Your objective » Set down every line of the records below word for word, leaving out the pictures.

Material supplied »
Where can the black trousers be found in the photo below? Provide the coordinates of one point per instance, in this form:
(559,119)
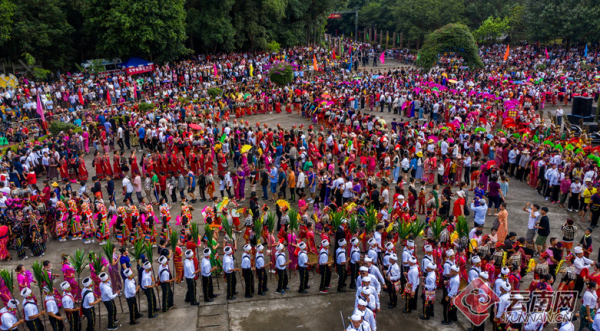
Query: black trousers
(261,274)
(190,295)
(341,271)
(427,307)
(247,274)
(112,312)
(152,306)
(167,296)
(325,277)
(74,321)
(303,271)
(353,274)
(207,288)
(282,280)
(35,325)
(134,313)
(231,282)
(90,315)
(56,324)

Task solution »
Where can the black trousers be found in the photo below? Provide the coordinates of one point per instance, in this form:
(559,119)
Query: black trousers
(261,274)
(190,295)
(341,271)
(427,307)
(247,274)
(112,312)
(152,306)
(167,296)
(325,277)
(74,321)
(303,271)
(353,274)
(207,288)
(282,280)
(35,325)
(134,313)
(231,282)
(90,315)
(56,324)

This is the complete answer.